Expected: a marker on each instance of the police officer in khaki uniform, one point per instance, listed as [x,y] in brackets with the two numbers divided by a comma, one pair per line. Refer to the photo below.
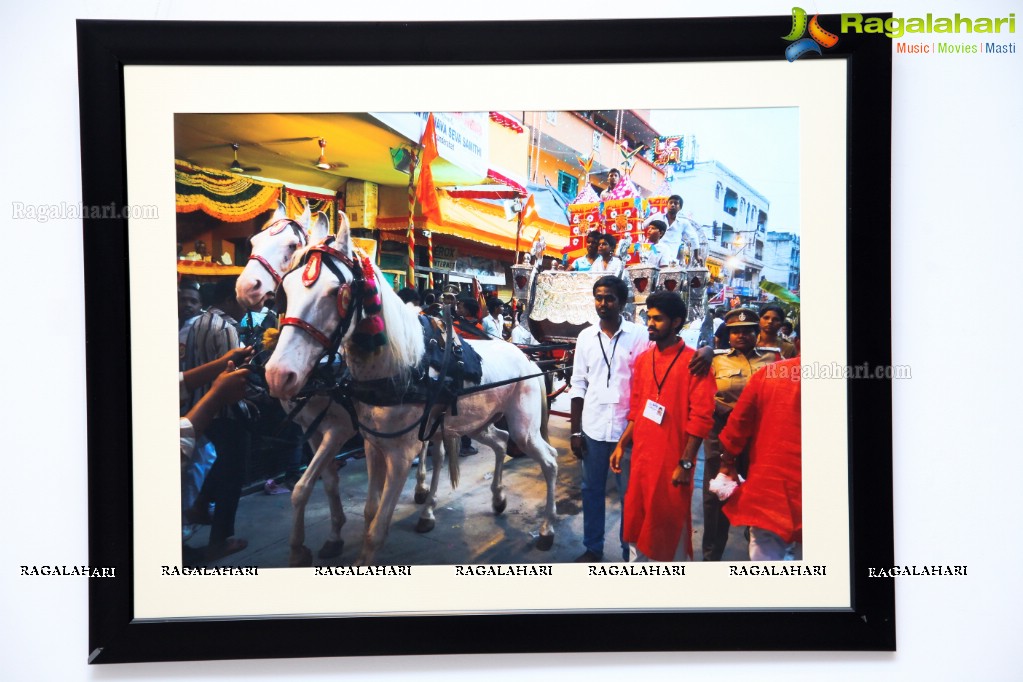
[731,368]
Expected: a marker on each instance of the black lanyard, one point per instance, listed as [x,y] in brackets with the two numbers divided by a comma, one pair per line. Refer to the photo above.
[681,347]
[614,347]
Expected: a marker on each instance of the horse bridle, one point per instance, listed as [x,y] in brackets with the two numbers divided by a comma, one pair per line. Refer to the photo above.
[276,227]
[315,257]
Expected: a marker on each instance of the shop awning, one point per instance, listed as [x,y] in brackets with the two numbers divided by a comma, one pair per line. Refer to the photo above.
[481,222]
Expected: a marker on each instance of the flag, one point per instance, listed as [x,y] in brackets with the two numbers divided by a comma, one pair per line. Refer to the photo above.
[534,246]
[427,192]
[480,299]
[529,214]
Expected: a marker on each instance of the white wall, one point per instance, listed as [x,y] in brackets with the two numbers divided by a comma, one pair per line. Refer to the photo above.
[958,464]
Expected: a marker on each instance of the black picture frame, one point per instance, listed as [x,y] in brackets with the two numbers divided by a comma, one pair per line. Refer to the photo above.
[105,47]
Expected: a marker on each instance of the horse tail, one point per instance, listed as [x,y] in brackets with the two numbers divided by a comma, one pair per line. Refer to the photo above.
[451,447]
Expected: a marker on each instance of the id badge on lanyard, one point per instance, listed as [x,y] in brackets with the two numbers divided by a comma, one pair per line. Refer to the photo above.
[654,411]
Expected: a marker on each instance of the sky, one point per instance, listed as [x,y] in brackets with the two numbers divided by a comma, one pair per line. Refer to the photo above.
[760,145]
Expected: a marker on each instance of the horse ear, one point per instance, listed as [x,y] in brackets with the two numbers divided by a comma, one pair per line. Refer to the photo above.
[344,236]
[280,213]
[303,220]
[319,227]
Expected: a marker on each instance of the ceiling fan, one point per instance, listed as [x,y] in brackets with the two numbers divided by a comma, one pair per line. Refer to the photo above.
[235,167]
[321,163]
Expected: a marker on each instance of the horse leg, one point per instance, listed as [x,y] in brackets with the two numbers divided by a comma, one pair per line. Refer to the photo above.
[376,470]
[334,545]
[421,492]
[395,464]
[497,440]
[526,425]
[427,520]
[300,554]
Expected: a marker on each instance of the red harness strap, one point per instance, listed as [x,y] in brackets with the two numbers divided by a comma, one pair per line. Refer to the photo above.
[308,328]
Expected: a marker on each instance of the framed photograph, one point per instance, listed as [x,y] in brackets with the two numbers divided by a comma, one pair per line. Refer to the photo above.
[170,108]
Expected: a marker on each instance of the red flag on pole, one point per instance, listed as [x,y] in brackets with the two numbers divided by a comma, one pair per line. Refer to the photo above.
[480,299]
[426,192]
[529,214]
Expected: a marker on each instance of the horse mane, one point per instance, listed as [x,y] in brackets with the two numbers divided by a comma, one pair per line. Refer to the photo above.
[404,335]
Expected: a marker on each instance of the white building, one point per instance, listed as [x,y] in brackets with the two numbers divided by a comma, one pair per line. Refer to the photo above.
[734,217]
[782,260]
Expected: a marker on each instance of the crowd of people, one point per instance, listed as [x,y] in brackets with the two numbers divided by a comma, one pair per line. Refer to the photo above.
[643,405]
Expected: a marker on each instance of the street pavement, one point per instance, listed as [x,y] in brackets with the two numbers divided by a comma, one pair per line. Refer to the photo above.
[466,529]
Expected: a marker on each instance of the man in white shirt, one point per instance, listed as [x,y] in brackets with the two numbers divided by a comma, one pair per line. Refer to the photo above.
[601,377]
[652,252]
[671,241]
[493,323]
[520,332]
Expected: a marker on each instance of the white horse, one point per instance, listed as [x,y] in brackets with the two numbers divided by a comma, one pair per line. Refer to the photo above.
[272,251]
[320,307]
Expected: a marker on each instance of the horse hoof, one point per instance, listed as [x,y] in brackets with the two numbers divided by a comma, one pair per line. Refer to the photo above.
[330,549]
[302,559]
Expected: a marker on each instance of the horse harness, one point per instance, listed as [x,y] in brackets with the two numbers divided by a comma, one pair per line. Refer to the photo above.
[453,361]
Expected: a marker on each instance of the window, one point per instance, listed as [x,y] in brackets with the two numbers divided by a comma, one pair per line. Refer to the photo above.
[568,185]
[730,205]
[727,235]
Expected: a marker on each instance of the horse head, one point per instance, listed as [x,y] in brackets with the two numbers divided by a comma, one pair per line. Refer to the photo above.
[319,308]
[273,249]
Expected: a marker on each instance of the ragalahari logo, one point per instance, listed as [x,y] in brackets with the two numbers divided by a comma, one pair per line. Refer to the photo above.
[818,37]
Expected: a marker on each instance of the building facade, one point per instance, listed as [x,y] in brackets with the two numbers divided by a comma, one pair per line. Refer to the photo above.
[734,218]
[782,260]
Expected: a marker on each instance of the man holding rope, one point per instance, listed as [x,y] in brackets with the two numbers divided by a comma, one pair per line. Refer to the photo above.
[601,374]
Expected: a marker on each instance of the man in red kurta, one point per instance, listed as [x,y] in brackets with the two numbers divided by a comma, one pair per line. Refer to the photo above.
[770,502]
[671,412]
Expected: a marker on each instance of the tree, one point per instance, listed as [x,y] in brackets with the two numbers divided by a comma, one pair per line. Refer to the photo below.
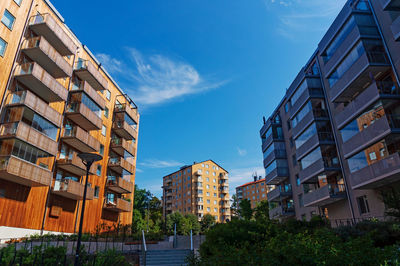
[245,210]
[391,199]
[261,212]
[207,222]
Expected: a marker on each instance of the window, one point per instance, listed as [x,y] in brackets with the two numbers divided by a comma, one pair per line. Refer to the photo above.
[3,46]
[108,94]
[98,172]
[301,203]
[8,19]
[363,204]
[96,192]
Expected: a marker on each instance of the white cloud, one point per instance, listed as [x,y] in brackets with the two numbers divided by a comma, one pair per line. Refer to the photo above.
[303,16]
[155,163]
[241,152]
[156,78]
[241,176]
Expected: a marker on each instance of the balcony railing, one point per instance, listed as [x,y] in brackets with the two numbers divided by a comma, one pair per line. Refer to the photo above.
[71,189]
[80,139]
[117,205]
[40,82]
[132,112]
[39,50]
[45,25]
[119,164]
[119,185]
[119,145]
[85,70]
[123,129]
[83,116]
[19,171]
[30,135]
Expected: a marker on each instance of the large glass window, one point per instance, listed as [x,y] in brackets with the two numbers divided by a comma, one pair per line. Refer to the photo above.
[302,113]
[311,158]
[8,19]
[349,60]
[3,46]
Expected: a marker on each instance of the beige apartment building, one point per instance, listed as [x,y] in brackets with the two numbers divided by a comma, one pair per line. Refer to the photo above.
[201,188]
[58,101]
[255,191]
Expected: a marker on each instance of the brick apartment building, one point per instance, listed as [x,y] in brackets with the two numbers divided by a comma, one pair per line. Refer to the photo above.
[201,188]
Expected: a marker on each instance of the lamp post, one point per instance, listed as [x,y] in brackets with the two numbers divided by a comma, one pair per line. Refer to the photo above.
[87,159]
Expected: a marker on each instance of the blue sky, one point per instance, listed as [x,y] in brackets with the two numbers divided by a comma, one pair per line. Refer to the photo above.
[203,73]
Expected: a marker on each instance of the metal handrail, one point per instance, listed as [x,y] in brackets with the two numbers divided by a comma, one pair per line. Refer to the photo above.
[144,250]
[191,240]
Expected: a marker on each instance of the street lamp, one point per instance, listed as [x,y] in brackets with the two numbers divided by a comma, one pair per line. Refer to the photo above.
[87,159]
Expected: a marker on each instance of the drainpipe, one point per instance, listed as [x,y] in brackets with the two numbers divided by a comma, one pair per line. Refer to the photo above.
[337,147]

**PROBLEM TO SOLVE:** Output exactly the lines between the one containing "Expected: a marker on each instance of the drainpipe, one" and the final line above, both inclusive.

**ANSWER SPACE:**
Expected: a marker on each instance of the drainpipe, one point per instance, listed as [x,y] in brackets with the two numbers divided by a comma, one pair per line. Refer to the photo above.
[337,147]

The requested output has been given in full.